» **Extrait fourni**:

Il n'en est pas encore de même au niveau de la réception. Au début, les "sans-filistes" construisent souvent eux-mêmes leurs récepteurs et guettent toutes les améliorations technologiques possibles. Car les émissions sont difficiles à capter, les casques d'écoute blessent les oreilles, les haut-parleurs sont anémiques et les phonographes sont nasillards. Le bras lecteur électrique de disques (pick-up) n'étant pas encore commercialisé, on se contente de placer un microphone directement à la sortie du pavillon du phonographe. Cela ne gêne pas trop les mélomanes courageux qui reçoivent déjà des transmissions d'importance européenne, comme celles de Bayreuth.
Au studio, le technicien de service communique avec les artistes au moyen d'un tableau lumineux qui donne des ordres impératifs: "soliste trop près", "soliste trop loin", "accompagnement trop faible", "BON"! Un autre tableau interdit l'entrée du studio par les mots: "SILENCE, EMISSION"! L'émetteur de Sottens donne enfin, en 1931, une plus grande portée au rayonnement des ondes. Les émissions durent huit heures par jour; la propagande auprès des auditeurs et la lutte contre les perturbations (parasites) s'organisent et sont confiées à la Fondation Pro Radio. Quelques amateurs tentent des transmissions lointaines [p. 107] avec l'Amérique. La mise en service de la télédiffusion (réception par fil) améliore la qualité de la réception à domicile.
Peu à peu diverses salles de théâtre, de concerts, des églises sont reliées au studio par des lignes téléphoniques qui permettent de transmettre les manifestations qui s'y déroulent. L'apparition de graveurs sur disques de qualité, en 1934, va enfin permettre la constitution d'archives sonores "maison" et la diffusion en différé de certaines émissions. Complément attendu de ces équipements, une première voiture de reportage, reçue en 1936, offre de nouvelles possibilités d'émissions ou d'enregistrements hors des studios: de quoi combler les auditeurs sportifs qui entendent pour la première fois la retransmission en direct du Tour de Suisse cycliste et de nombreuses autres manifestations.

» **Exercices à traiter**:
a – Répondez brièvement aux questions suivantes à l'aide de l'extrait sur les débuts de la radio.
(i) En quelle année l'émetteur de Sottens donne-t-il une plus grande portée au rayonnement des ondes ?
(ii) À quelle fondation la lutte contre les parasites est-elle confiée ?
(iii) Quelle course les auditeurs sportifs entendent-ils pour la première fois en direct ?
b – Dites si chacune des affirmations suivantes concorde avec l'extrait sur les débuts de la radio, et citez les mots de l'extrait qui permettent de trancher.
(i) Les émissions durent huit heures par jour.
(ii) Au début, le bras lecteur électrique de disques est déjà en vente.
(iii) La première voiture de reportage arrive en 1934.

» **Données fournies**:
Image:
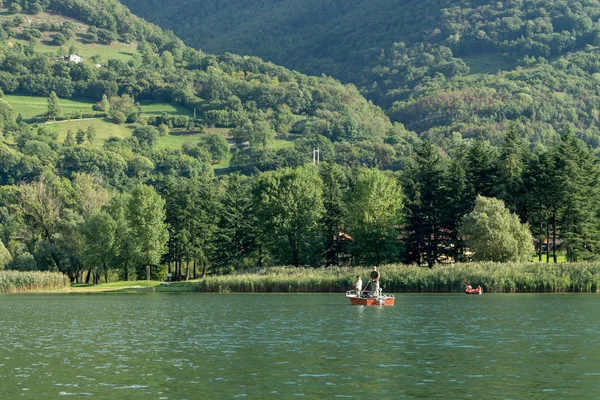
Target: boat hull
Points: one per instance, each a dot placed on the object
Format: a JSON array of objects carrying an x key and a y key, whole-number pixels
[
  {"x": 383, "y": 300},
  {"x": 359, "y": 301}
]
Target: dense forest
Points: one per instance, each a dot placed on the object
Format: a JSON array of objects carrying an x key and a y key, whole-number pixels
[
  {"x": 122, "y": 207},
  {"x": 479, "y": 64}
]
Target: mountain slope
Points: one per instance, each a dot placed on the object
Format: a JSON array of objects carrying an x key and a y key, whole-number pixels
[{"x": 437, "y": 66}]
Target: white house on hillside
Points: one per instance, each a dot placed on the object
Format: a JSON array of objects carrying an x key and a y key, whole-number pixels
[{"x": 76, "y": 58}]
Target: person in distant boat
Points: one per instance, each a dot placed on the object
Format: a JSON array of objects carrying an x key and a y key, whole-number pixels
[
  {"x": 375, "y": 281},
  {"x": 358, "y": 285}
]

» **Réponses finales**:
a –
(i) En 1931.
(ii) À la Fondation Pro Radio.
(iii) Le Tour de Suisse cycliste.

b –
(i) Oui : « Les émissions durent huit heures par jour ».
(ii) Non : « Le bras lecteur électrique de disques (pick-up) n'étant pas encore commercialisé ».
(iii) Non : « une première voiture de reportage, reçue en 1936 ».